*** Block opens ***

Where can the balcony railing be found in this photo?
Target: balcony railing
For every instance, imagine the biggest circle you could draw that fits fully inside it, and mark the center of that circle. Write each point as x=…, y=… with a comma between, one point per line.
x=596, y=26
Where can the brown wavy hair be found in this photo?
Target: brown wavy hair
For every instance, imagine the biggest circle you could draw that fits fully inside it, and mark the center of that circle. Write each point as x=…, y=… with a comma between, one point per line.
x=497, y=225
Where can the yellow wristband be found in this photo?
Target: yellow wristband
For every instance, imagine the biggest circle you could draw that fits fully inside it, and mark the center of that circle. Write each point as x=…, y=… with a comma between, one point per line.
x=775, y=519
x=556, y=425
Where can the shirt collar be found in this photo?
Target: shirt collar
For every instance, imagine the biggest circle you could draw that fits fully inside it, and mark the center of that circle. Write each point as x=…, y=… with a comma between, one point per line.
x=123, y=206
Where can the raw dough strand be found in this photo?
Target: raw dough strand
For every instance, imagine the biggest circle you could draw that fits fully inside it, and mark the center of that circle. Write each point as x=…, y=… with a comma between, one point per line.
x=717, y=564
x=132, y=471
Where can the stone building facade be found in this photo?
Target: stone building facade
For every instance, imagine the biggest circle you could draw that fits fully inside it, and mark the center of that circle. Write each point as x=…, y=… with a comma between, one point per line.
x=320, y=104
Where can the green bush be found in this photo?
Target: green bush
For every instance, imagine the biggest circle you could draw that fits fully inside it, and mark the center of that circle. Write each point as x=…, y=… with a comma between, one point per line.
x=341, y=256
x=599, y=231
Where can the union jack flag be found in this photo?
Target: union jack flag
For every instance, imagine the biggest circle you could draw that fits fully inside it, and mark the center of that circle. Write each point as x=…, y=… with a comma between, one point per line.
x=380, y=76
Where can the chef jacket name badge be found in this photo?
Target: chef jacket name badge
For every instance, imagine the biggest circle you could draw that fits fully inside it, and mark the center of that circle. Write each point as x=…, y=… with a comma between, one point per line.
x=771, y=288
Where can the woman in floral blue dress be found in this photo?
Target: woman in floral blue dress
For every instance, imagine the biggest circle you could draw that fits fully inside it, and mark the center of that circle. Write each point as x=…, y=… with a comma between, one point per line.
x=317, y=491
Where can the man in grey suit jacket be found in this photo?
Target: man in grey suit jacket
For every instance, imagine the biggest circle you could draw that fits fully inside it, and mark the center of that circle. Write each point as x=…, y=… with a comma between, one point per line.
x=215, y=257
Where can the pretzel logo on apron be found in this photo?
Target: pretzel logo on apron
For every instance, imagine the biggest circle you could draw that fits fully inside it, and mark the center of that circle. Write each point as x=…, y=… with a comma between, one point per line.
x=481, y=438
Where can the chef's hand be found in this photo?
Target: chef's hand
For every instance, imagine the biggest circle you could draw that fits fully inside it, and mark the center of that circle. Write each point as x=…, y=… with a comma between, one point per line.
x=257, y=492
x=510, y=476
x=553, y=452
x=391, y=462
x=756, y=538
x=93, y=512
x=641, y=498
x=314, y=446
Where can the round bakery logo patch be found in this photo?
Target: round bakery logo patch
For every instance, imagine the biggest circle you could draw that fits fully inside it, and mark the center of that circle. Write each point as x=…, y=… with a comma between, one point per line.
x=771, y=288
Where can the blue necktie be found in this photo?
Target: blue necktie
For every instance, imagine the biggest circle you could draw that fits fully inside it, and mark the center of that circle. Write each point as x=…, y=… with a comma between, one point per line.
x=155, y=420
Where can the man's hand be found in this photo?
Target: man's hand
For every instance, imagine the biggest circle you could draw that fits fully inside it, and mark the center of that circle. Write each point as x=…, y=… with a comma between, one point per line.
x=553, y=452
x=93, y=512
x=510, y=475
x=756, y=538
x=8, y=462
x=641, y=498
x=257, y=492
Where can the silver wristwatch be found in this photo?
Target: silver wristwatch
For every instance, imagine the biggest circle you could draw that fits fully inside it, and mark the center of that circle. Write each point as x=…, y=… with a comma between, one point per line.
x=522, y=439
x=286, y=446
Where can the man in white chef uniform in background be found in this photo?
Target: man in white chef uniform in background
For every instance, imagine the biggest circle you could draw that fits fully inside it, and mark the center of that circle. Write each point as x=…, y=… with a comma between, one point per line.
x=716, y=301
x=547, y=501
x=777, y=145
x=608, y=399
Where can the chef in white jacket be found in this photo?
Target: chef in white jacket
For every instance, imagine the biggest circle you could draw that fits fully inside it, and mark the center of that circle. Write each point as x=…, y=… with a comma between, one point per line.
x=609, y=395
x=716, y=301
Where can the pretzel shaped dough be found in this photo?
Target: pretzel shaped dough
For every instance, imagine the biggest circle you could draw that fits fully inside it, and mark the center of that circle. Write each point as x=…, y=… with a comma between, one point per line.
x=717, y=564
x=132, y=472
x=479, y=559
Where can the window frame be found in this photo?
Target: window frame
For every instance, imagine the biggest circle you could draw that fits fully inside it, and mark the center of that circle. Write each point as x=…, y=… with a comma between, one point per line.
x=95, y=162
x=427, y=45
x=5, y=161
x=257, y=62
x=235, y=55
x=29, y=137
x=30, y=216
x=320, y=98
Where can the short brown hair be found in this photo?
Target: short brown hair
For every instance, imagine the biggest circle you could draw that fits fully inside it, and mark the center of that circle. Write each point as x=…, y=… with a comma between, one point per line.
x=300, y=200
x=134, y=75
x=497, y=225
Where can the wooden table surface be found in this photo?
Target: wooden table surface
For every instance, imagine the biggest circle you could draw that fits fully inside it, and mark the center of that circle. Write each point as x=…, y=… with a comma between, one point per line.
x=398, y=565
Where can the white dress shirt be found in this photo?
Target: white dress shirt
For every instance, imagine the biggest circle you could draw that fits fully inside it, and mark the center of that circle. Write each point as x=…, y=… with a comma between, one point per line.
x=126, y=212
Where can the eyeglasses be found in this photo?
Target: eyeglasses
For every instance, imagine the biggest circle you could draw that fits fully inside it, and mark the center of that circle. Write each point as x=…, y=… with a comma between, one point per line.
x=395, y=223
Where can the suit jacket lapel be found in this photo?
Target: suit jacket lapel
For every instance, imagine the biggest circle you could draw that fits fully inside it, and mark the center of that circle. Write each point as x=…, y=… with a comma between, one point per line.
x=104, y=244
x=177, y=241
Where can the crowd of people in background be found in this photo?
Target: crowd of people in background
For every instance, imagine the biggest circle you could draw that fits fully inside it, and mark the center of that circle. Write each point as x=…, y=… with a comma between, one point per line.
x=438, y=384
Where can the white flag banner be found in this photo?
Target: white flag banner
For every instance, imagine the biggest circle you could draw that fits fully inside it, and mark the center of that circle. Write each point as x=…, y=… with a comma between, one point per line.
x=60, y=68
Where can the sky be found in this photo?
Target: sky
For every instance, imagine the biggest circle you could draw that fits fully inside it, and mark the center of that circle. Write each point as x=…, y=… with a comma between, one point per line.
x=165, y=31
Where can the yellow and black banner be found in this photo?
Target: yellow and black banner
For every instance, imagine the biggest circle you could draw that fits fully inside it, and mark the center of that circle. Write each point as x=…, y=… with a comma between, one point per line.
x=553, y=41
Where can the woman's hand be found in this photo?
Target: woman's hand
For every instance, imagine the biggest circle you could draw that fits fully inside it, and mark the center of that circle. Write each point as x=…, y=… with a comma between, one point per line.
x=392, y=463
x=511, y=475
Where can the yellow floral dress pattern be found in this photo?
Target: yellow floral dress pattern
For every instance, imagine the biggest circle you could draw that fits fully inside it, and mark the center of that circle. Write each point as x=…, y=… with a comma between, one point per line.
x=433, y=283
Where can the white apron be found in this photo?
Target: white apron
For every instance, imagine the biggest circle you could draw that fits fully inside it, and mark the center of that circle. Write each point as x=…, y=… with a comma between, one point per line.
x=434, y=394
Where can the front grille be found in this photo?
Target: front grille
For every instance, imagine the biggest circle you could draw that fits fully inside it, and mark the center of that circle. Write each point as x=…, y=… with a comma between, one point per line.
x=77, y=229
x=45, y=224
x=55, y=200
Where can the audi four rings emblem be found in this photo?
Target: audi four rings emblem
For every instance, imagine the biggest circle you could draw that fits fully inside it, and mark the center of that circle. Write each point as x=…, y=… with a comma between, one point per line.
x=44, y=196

*** Block closes ***

* **Exercise details**
Look for the line with "Target: yellow and black banner" in the listing above. Print it and each later line exactly, ending with the last line.

* **Answer for this exercise**
Target: yellow and black banner
For every instance, imagine the biggest circle you could draw that fits fully inside it, and mark the center of that circle. Write each point as x=…, y=… with a comma between, one point per line.
x=553, y=41
Where can the woman's hand be found in this photo?
Target: woman's hand
For every instance, imagine the biggest circle you could draw that fits fully inside it, and mark the center of that circle. Write each point as x=…, y=… with a comma between, one point per line.
x=392, y=463
x=511, y=475
Where can the yellow floral dress pattern be found in this photo?
Target: yellow floral dress pattern
For every instance, imagine the biggest circle you could draw that fits fully inside it, and mark the center of that circle. Write each point as x=…, y=… with a comma between, one point per line.
x=433, y=283
Where can the white apron be found in this photo?
Target: white apron
For every instance, imagine the biggest circle you could draw that fits fully inside it, and mark the center of that circle. Write each point as x=…, y=… with a comma between, one point per line.
x=434, y=394
Where can the front grille be found in this photo?
Target: front grille
For every instance, imagine the biggest circle you could draw that fits fully inside it, and mark the center of that circle. Write each point as x=…, y=… with a comma between, one point per line.
x=77, y=229
x=45, y=224
x=55, y=200
Where can the audi four rings emblem be found in this photo?
Target: audi four rings emblem
For every instance, imagine the biggest circle you could draw that fits fully inside it, and mark the center of that circle. Write each point as x=…, y=… with a comma between, one point per line.
x=44, y=196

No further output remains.